■ **HOW TO COMPLETE THIS TASK**:
Report back every line below that carries the word "prompts".
------------------------------------------------------------
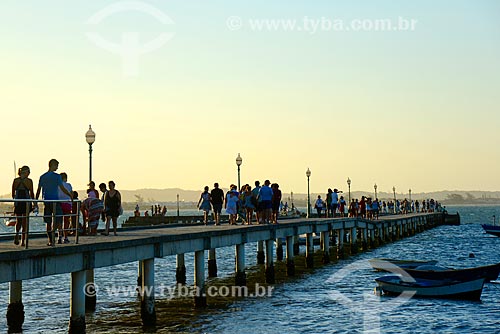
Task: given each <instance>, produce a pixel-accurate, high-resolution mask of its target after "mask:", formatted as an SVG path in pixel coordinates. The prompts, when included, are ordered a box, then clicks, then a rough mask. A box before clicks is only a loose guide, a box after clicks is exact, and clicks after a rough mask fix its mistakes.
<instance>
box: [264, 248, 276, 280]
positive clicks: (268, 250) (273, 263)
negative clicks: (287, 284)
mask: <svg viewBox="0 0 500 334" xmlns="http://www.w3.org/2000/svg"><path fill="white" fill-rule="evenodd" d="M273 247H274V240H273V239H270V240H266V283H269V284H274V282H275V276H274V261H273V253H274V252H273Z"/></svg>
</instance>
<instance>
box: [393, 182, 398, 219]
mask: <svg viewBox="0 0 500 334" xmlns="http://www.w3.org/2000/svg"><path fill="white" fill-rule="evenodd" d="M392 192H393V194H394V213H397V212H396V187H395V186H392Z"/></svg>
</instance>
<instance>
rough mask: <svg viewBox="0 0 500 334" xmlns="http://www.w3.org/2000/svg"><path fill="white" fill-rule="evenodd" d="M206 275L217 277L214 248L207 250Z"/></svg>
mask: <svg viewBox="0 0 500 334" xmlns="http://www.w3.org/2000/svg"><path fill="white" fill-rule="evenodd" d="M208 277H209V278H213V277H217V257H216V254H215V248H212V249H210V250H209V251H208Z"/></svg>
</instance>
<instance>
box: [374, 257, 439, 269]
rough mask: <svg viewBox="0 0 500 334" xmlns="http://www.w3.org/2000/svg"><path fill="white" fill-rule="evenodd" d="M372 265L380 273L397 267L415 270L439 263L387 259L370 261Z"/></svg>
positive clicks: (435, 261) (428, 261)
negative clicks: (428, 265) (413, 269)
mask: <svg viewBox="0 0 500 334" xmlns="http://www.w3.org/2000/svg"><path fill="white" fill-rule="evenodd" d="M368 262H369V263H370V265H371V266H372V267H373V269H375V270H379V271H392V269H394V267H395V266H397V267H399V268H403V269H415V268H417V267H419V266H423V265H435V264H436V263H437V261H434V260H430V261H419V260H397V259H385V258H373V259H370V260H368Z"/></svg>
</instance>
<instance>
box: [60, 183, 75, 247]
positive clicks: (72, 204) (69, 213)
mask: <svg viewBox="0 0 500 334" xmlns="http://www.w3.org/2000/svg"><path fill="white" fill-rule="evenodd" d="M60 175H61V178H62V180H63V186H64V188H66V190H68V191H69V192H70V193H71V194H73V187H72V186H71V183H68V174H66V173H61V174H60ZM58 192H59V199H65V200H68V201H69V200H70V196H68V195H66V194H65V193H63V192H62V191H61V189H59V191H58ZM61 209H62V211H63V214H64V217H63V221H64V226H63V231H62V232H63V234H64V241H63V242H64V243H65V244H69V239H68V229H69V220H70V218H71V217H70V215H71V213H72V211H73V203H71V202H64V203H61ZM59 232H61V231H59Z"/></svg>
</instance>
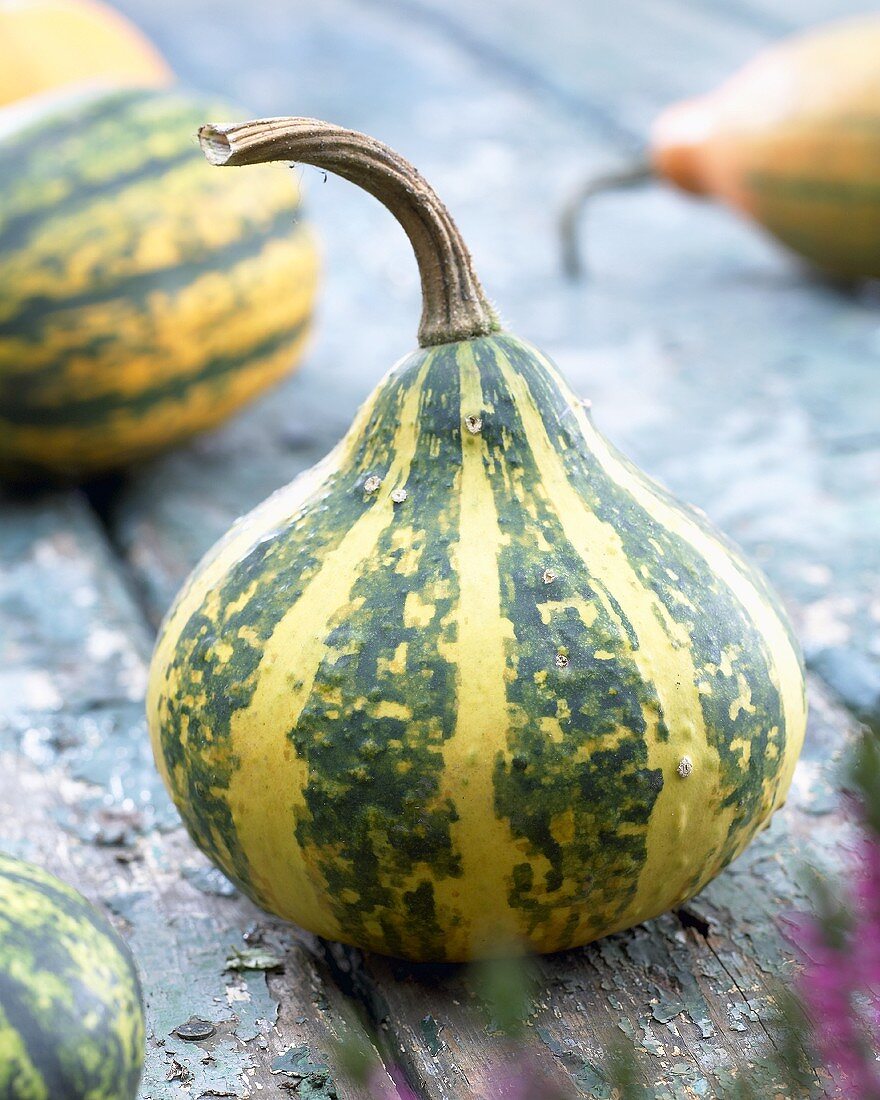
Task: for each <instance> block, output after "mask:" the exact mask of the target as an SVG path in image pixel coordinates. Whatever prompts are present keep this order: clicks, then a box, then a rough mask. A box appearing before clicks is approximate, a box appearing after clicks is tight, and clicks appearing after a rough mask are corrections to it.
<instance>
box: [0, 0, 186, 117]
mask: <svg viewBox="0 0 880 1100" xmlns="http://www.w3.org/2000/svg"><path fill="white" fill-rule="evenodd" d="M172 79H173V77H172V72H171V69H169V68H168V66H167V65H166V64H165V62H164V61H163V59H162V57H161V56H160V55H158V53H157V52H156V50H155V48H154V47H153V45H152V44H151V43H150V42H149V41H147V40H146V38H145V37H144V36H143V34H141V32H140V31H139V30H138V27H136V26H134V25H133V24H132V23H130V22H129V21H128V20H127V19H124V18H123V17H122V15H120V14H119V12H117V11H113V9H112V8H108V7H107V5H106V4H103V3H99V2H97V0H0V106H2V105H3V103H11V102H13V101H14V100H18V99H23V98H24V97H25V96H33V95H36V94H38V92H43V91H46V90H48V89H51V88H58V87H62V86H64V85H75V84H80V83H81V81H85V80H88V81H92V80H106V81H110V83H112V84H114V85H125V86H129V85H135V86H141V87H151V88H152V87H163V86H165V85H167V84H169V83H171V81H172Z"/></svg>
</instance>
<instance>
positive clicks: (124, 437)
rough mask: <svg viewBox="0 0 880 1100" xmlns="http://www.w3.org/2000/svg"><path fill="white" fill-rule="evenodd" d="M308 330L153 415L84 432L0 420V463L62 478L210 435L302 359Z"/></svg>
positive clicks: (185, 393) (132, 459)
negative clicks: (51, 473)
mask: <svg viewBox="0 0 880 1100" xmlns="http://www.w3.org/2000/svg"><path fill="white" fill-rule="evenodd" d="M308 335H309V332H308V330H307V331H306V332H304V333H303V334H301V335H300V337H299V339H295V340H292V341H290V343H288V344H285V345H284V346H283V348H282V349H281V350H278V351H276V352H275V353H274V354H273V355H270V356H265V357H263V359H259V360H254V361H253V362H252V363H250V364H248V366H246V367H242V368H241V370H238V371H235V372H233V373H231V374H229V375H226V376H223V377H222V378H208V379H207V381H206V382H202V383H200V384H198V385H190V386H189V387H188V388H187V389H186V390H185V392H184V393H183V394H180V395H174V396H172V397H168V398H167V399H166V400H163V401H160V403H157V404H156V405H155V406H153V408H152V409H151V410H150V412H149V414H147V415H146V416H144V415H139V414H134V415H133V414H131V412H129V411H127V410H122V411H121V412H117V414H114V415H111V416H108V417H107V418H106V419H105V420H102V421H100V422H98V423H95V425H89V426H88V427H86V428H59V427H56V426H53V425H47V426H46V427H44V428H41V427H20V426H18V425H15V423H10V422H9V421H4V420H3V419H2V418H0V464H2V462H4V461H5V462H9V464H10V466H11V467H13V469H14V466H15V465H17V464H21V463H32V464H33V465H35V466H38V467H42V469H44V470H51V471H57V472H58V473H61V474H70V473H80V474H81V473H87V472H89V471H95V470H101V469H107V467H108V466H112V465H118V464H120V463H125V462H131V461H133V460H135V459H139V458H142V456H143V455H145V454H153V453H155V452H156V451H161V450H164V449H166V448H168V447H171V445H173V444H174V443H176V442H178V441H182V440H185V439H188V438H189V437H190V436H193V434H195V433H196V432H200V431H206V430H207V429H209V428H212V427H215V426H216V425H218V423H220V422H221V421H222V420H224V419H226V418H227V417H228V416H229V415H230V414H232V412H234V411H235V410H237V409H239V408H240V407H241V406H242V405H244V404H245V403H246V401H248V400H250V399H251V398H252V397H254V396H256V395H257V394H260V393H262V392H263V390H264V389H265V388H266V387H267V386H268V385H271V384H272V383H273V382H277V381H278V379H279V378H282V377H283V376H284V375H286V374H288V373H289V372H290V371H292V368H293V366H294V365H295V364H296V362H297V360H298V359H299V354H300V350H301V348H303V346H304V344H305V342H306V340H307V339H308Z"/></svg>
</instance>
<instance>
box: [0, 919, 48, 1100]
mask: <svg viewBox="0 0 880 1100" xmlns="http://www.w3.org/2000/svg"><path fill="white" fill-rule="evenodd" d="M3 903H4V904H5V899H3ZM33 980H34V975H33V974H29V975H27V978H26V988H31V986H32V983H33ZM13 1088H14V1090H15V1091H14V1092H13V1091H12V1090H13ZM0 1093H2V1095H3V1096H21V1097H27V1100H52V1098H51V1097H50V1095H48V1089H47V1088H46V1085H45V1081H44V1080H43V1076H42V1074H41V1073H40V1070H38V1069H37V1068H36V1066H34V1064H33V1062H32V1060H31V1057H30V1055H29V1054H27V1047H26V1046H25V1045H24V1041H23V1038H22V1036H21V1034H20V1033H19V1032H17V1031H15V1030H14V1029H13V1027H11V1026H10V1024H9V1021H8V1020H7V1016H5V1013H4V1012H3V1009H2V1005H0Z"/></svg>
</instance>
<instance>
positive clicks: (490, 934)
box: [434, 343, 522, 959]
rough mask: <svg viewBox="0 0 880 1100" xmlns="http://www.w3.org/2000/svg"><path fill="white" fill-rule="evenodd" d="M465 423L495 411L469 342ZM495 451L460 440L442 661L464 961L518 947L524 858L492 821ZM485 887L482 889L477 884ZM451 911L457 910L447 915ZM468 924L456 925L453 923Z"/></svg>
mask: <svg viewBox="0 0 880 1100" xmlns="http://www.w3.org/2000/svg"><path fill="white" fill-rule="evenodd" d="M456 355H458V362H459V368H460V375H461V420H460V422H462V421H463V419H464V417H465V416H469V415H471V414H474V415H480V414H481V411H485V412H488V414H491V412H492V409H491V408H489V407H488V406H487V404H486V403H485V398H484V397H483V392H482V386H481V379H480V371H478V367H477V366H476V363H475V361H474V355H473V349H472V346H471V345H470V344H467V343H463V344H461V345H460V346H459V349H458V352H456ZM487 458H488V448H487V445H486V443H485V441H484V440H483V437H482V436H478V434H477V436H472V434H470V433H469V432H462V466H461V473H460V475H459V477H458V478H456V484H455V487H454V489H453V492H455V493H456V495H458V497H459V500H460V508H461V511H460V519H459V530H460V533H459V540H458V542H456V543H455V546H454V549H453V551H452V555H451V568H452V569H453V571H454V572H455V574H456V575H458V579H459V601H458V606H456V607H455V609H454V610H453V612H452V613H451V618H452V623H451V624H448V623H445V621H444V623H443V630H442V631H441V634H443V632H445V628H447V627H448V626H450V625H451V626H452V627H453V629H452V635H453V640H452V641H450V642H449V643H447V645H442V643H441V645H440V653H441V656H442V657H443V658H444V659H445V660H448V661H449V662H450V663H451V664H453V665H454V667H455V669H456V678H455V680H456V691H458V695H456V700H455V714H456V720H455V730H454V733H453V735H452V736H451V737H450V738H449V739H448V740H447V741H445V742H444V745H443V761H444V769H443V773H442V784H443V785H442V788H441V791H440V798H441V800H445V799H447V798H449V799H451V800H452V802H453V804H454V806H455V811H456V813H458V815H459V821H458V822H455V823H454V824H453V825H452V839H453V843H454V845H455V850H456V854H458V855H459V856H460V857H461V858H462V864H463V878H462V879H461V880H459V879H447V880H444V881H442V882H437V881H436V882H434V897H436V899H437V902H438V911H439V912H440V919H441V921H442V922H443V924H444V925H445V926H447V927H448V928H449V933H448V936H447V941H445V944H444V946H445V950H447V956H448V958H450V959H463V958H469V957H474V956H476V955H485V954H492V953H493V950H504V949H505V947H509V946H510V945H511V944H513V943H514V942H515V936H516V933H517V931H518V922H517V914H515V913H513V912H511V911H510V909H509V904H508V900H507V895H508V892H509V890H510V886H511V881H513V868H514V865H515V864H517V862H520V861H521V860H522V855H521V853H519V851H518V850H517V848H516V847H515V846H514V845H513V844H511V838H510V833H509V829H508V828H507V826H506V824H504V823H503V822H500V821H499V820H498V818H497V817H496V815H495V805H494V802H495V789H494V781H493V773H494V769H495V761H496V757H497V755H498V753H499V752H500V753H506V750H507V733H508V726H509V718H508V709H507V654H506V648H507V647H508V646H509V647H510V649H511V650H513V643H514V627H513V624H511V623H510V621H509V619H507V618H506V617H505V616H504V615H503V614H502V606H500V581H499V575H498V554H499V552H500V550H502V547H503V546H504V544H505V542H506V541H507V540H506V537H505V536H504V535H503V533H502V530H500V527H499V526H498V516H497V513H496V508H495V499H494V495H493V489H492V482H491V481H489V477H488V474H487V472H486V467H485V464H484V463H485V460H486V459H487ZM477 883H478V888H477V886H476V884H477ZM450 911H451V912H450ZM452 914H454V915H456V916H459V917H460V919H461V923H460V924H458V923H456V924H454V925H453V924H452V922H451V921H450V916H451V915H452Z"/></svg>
------------------------------------------------------------
■ **RESULT**:
Task: given each <instance>, produce a pixel-accurate, high-resolution mask of its target after "mask:", formatted as an SVG path in pixel coordinates. The prompts, when included, are ordered a box, then clicks, then a rough mask. A box before clicks is only a loose guide, a box after clicks is exact, and clicks after a rough mask fix its mistakes.
Task: for each <instance> block, output after "mask:" the exact mask of the target as an SVG path in image pixel coordinates. Whatever prompts are present keep this order: clicks, then a box, then a rough mask. A box appearing before clicks is approximate, a box appearing after clicks is tight, and clicks appearing after a rough mask are corrections to it.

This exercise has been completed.